Dataset entries
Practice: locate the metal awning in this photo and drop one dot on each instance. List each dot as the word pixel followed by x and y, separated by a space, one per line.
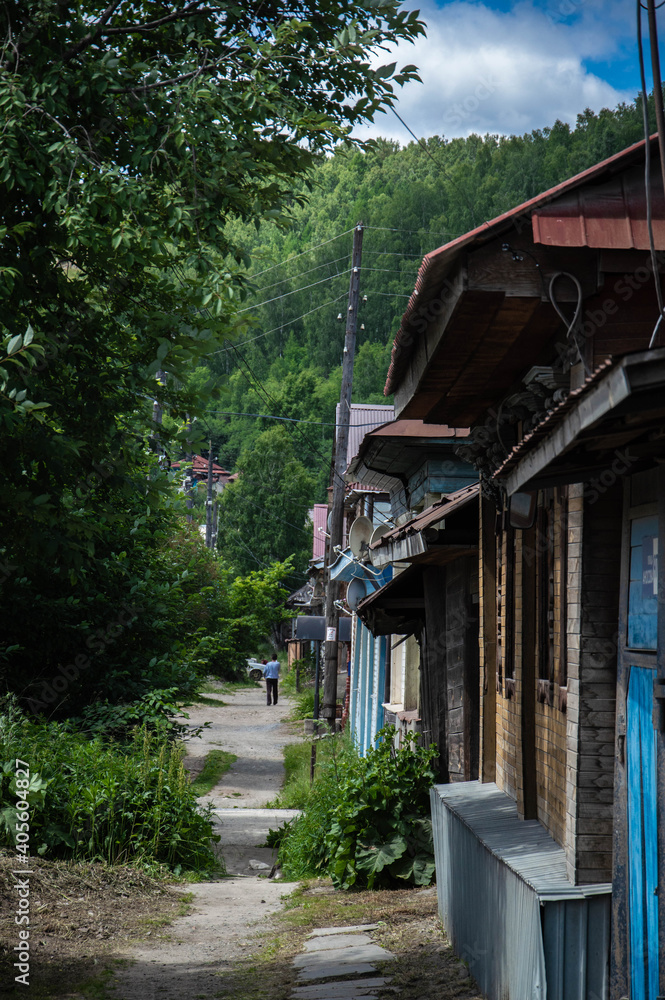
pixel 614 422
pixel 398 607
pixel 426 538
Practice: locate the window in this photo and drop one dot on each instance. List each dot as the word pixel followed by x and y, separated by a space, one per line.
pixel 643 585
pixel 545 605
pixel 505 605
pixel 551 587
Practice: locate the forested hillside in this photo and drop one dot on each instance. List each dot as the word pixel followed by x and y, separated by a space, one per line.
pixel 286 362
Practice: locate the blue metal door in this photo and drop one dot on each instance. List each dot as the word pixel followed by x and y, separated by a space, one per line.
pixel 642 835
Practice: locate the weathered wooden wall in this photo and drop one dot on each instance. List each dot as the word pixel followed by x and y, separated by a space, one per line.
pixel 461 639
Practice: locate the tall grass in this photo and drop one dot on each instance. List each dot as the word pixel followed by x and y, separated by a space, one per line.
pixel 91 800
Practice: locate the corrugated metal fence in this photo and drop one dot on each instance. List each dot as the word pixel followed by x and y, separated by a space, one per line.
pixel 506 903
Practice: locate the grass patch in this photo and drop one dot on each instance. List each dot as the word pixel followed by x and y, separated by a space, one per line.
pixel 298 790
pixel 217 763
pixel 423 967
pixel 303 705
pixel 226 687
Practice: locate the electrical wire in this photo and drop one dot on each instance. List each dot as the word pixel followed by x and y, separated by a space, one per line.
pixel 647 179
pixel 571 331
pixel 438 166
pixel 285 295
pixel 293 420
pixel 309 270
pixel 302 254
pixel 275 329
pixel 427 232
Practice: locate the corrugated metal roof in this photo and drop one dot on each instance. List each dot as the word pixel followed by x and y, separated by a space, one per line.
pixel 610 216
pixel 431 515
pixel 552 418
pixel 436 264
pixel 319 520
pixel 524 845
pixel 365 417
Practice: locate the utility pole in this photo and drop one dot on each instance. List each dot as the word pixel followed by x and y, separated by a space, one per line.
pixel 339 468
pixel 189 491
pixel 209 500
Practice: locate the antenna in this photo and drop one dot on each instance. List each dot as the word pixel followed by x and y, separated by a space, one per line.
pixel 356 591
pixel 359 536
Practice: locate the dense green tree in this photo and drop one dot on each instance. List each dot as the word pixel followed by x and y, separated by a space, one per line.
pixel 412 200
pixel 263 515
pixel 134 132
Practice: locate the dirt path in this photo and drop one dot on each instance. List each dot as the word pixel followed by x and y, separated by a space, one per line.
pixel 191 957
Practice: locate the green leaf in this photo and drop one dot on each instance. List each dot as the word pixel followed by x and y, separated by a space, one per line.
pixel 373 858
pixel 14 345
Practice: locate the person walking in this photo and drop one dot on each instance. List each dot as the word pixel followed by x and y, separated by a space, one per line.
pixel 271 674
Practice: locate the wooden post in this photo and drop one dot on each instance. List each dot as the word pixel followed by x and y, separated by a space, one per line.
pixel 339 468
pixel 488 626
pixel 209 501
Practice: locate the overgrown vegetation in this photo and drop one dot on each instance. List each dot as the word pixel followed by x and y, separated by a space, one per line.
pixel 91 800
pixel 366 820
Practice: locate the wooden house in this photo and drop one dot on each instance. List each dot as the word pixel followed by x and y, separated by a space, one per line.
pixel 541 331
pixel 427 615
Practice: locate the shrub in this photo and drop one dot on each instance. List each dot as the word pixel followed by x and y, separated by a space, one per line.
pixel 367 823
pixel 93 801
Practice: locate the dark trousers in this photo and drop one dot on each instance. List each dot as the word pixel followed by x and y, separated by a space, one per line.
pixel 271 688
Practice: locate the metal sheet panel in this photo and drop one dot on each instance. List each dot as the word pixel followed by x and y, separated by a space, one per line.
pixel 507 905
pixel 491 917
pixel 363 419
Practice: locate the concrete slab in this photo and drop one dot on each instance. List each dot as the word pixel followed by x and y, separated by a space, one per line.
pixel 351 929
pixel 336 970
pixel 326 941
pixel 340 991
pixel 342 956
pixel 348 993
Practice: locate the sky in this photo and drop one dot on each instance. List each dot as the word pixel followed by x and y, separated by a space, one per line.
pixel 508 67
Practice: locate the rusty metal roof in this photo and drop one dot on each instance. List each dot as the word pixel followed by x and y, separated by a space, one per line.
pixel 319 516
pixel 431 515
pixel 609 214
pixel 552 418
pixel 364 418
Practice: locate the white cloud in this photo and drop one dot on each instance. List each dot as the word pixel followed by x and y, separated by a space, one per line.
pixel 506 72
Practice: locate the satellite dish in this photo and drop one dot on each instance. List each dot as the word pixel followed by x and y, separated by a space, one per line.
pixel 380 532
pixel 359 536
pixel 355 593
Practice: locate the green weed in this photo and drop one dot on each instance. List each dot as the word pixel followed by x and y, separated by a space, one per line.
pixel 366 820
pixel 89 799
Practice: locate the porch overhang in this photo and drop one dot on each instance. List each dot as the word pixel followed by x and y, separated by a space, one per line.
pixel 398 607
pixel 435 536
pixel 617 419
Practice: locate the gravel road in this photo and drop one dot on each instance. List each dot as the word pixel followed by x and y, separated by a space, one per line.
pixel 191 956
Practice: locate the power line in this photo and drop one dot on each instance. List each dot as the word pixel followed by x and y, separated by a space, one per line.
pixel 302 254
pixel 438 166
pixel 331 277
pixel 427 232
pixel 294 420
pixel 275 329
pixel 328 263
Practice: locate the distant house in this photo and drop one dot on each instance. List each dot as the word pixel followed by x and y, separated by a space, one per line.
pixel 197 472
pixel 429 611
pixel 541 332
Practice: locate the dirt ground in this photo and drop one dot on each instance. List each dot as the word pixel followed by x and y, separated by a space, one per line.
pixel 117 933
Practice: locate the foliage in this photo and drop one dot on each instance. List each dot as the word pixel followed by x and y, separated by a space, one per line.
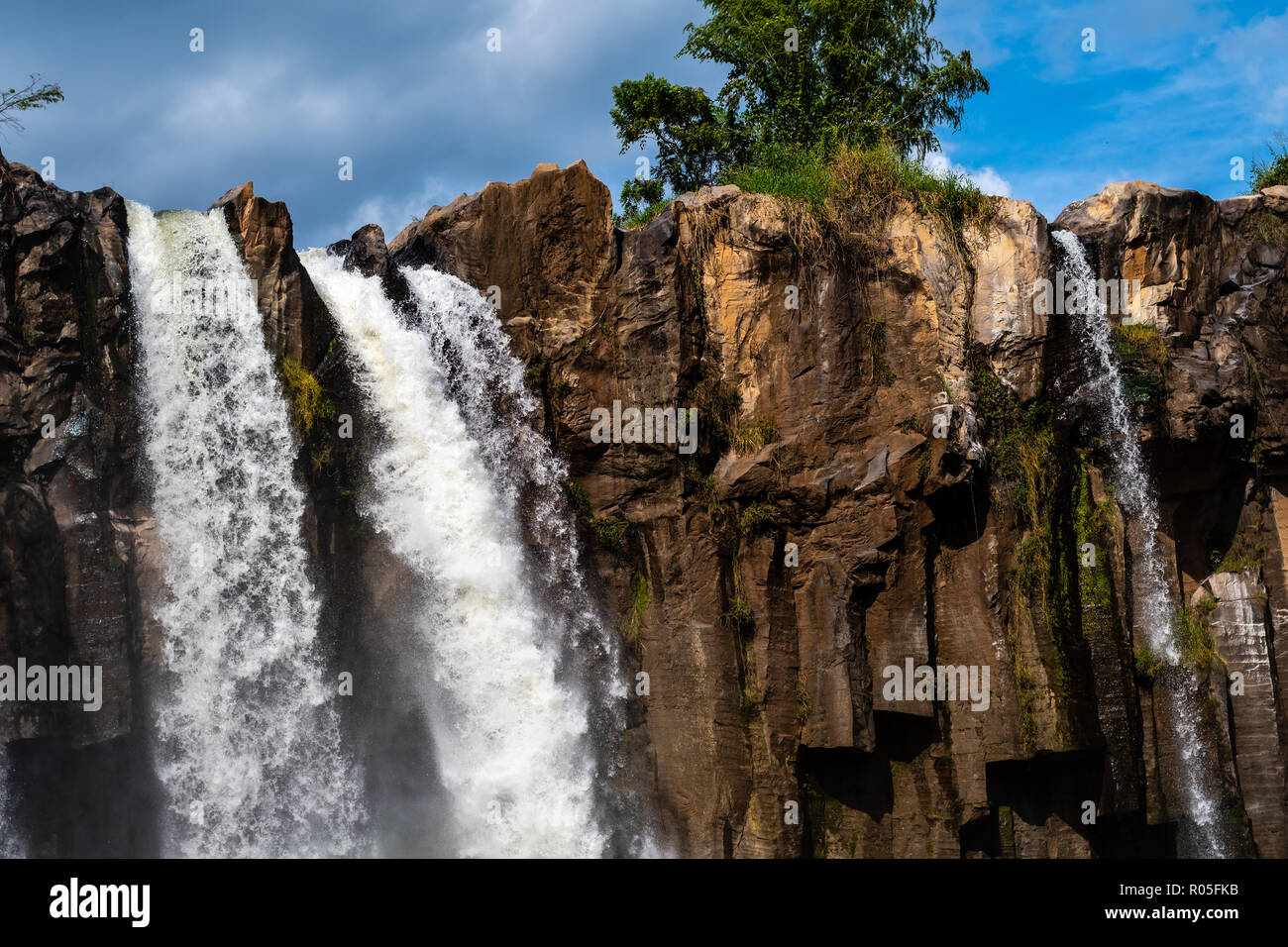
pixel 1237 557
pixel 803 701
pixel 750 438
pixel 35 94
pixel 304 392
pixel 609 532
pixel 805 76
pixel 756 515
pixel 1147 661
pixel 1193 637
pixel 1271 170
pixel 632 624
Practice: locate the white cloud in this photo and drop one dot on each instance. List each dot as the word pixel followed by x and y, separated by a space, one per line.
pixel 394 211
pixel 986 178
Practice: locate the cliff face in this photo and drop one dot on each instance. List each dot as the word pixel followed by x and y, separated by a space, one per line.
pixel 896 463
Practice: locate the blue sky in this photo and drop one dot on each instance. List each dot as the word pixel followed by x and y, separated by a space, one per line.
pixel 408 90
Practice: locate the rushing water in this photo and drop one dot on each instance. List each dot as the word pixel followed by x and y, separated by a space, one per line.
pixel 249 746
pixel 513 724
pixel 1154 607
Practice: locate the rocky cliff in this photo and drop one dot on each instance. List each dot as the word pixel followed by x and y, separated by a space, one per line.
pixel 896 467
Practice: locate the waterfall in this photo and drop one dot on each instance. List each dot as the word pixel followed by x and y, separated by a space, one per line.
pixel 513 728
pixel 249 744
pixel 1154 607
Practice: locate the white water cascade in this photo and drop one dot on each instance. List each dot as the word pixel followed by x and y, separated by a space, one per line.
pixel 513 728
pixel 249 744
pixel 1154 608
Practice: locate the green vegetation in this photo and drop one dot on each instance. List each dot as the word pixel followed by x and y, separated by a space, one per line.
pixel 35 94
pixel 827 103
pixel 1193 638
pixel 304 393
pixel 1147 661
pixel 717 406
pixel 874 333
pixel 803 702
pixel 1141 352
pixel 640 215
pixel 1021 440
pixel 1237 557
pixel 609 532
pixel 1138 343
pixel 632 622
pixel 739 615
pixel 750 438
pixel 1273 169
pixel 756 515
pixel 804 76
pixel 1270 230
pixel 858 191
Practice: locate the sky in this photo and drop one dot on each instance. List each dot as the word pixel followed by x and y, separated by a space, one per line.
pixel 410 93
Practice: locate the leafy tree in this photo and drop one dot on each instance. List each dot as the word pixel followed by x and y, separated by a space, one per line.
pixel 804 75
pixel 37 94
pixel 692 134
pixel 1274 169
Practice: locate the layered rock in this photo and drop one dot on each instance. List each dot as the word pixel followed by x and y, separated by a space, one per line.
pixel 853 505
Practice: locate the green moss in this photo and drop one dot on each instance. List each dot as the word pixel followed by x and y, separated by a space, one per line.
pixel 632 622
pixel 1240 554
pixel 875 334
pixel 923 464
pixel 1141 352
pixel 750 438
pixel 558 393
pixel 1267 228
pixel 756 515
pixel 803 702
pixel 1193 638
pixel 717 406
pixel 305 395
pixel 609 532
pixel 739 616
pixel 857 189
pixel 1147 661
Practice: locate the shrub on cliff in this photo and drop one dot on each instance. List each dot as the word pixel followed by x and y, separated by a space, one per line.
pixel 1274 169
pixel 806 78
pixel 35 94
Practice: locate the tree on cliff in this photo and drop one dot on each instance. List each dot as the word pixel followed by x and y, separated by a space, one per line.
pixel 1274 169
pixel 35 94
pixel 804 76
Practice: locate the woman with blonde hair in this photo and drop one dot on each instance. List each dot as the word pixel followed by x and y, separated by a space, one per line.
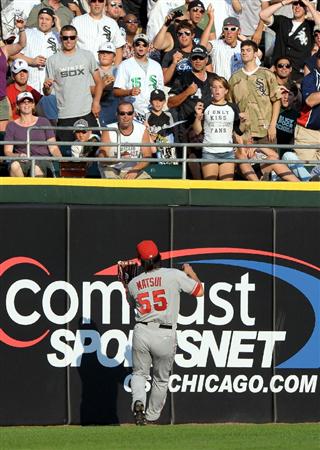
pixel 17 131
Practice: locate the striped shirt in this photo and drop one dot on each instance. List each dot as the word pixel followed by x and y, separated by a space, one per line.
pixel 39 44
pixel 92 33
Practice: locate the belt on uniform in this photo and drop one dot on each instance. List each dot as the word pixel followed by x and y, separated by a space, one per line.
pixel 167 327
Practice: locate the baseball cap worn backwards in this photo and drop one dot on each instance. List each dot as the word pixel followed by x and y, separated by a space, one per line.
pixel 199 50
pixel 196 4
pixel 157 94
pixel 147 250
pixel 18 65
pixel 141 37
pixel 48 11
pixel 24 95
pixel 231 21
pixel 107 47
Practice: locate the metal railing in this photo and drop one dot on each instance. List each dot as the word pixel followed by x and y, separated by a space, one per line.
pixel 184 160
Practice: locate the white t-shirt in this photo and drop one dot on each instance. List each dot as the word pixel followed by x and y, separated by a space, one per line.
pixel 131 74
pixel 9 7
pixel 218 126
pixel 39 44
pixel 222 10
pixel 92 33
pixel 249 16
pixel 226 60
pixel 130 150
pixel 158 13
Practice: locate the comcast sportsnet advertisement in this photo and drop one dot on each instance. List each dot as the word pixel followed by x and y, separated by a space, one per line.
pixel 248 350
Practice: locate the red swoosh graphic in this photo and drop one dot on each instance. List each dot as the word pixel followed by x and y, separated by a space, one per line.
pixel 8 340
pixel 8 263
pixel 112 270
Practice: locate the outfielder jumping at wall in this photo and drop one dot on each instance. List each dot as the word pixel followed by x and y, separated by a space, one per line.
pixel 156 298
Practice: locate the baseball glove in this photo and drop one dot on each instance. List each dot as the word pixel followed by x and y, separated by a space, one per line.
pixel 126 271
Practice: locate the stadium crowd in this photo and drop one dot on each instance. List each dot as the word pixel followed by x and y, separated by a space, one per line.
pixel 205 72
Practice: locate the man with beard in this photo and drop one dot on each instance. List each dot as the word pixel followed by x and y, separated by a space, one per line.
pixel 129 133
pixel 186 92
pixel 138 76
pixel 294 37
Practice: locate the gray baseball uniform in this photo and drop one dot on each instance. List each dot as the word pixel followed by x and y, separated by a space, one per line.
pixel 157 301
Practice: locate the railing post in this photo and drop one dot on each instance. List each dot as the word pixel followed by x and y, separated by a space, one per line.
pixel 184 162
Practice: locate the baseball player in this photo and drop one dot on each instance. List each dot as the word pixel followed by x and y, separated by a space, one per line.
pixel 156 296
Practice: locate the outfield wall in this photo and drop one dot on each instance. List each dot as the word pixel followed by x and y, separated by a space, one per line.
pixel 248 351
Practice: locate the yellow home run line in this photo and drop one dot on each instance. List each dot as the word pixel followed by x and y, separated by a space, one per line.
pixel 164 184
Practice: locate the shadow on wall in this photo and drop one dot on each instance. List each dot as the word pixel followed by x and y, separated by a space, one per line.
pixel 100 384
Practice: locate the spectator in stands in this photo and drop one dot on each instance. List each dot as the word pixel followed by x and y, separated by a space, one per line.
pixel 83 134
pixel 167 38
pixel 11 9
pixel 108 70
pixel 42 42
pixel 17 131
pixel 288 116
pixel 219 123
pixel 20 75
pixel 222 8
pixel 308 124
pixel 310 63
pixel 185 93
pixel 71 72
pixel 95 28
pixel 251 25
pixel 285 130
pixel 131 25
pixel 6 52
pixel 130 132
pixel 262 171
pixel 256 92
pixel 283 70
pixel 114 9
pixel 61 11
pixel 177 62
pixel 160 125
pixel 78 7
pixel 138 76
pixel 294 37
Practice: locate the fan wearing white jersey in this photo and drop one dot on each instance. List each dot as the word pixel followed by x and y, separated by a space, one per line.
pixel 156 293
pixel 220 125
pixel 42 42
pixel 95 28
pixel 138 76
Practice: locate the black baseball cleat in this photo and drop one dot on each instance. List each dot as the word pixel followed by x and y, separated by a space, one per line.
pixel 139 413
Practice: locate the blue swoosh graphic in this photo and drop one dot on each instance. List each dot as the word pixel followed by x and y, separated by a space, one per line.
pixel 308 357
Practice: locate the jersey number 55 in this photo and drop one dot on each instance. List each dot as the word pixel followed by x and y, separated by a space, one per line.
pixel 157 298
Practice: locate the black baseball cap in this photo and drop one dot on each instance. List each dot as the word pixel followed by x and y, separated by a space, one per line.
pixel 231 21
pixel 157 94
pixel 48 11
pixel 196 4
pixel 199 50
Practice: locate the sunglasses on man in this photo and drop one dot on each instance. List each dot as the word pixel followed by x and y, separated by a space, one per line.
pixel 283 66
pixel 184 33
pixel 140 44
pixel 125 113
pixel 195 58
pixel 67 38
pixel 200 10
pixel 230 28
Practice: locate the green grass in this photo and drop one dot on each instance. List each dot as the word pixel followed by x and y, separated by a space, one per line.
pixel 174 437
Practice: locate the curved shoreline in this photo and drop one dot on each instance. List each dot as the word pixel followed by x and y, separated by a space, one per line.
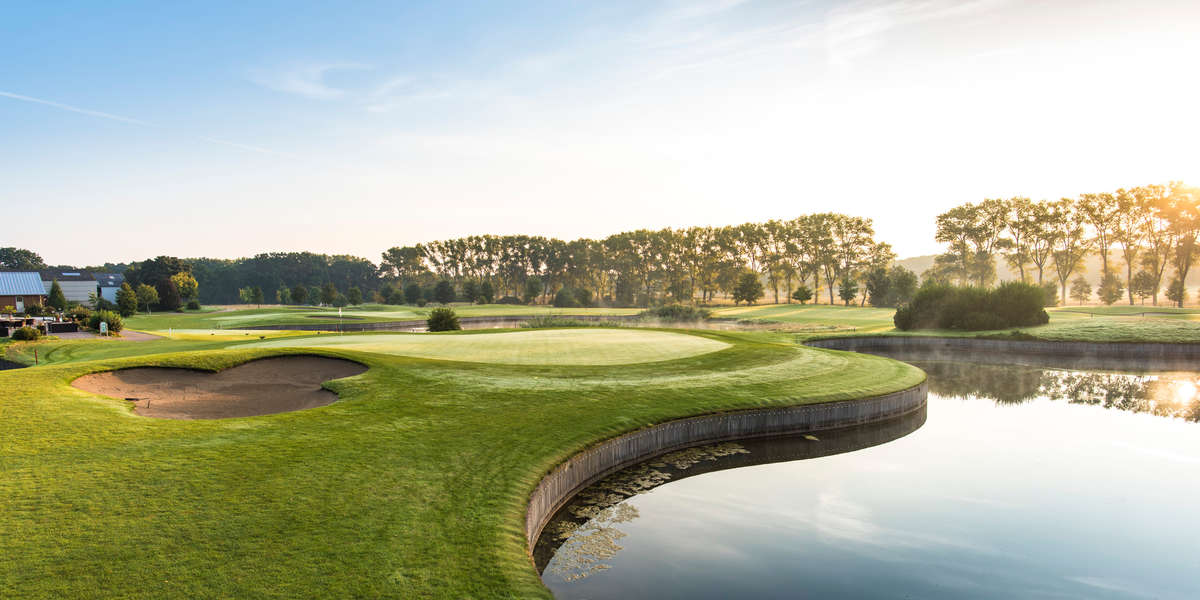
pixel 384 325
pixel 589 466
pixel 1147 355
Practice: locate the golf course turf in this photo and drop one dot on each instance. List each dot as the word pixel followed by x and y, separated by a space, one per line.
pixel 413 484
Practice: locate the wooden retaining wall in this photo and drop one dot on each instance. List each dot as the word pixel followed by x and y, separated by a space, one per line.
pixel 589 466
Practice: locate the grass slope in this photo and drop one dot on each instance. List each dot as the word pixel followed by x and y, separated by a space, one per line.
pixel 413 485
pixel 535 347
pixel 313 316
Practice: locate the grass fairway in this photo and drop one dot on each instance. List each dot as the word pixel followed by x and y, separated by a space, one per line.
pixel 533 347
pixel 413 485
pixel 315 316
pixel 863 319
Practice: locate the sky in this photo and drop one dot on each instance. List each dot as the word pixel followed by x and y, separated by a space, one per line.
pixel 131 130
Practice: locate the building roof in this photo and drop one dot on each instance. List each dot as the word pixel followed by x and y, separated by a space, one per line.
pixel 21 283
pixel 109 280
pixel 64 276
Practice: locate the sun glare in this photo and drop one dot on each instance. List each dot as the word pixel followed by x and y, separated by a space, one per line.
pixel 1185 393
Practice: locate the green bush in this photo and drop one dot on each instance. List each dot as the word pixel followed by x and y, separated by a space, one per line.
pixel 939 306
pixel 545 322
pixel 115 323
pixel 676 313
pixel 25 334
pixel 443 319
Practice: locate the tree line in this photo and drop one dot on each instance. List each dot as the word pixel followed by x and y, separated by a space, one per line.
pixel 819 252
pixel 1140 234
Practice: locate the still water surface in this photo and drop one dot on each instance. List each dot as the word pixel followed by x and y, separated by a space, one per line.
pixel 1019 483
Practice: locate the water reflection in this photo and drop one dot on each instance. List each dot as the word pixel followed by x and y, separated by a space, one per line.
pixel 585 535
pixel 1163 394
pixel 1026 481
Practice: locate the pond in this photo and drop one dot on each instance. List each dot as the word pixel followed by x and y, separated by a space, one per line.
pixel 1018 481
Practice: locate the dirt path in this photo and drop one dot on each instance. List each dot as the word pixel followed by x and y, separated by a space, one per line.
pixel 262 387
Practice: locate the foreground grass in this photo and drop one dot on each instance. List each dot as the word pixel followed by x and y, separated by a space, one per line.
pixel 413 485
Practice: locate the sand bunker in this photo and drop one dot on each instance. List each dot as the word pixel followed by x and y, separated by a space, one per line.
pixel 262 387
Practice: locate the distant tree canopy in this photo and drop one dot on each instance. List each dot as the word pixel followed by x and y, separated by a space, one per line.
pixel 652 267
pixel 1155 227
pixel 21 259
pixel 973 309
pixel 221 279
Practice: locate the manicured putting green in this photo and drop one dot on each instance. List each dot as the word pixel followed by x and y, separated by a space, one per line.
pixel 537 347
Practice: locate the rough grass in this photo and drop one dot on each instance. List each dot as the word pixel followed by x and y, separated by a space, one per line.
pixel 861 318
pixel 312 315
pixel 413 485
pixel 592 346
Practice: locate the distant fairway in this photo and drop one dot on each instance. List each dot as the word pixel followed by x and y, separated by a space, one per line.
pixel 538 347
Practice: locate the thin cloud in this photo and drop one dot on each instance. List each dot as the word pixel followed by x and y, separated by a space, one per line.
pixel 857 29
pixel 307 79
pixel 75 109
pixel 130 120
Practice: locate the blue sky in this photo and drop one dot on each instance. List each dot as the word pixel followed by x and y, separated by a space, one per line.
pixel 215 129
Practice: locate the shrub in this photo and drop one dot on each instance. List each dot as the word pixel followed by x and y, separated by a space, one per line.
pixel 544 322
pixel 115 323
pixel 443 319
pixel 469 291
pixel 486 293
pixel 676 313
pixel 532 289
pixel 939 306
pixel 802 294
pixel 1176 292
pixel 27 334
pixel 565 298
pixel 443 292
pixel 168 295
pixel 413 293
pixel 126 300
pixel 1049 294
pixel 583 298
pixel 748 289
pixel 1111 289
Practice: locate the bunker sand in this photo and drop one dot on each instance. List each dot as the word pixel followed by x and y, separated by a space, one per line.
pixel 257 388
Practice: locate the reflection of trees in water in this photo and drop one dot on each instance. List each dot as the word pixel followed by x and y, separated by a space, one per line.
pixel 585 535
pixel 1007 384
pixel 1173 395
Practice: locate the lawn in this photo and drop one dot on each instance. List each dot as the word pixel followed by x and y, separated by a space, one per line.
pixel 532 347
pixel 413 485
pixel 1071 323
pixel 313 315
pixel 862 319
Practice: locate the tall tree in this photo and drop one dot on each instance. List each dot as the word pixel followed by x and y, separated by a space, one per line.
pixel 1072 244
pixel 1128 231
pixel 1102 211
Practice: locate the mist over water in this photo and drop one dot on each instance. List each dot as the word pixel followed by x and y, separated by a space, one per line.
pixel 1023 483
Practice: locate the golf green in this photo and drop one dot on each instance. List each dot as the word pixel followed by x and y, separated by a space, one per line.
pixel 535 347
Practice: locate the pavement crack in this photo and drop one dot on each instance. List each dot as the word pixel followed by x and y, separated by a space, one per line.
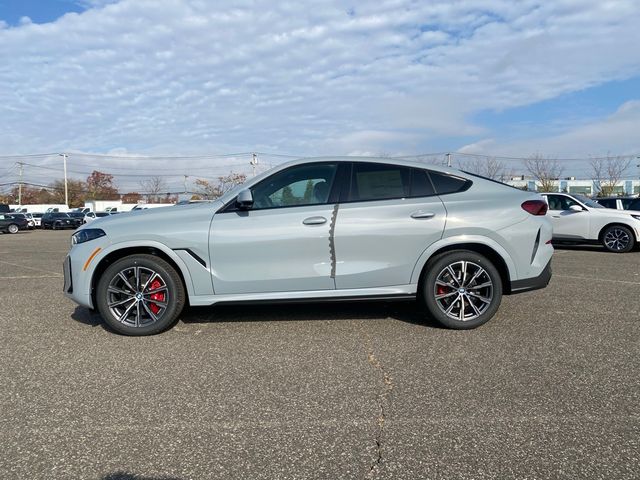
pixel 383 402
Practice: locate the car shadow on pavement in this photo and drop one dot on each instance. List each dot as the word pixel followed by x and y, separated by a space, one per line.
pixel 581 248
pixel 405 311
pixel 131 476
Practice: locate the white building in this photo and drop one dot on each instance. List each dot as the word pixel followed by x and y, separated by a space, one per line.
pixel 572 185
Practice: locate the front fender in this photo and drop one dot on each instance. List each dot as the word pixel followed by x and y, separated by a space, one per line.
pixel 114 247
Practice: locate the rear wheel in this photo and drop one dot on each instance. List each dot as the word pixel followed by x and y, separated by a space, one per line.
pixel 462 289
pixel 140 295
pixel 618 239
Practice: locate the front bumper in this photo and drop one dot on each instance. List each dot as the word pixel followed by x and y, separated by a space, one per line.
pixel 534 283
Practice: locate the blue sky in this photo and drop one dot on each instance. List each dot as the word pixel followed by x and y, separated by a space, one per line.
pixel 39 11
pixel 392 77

◆ WHAT TO PRODUCE
Reproduce verbatim the stretch of lines beginning with the one containing "Practice: locate the front fender" and ending at the close of the entries above.

◆ RESULT FOR THIS TASK
Practice: locate the front fender in this photo and drop one dot on each instance. List each dot as the word pixel followed by x and y, separated by a space, one per line.
pixel 114 247
Practice: locate the rear wheel in this photo and drop one dot on each instance. List each dot as the word pixel followed by x and y, separated by a space, one per line.
pixel 462 289
pixel 140 295
pixel 618 239
Practice: locate the front bumper in this photo and drop one dot on each instance. List each dot as the word pixel followed by x and y, separated by a space, one per line.
pixel 534 283
Practice: locate the blue sky in this photo and drop one dot on each instance. List each dot as the word pixel followed by x and y, separated by a space, one per line.
pixel 39 11
pixel 392 77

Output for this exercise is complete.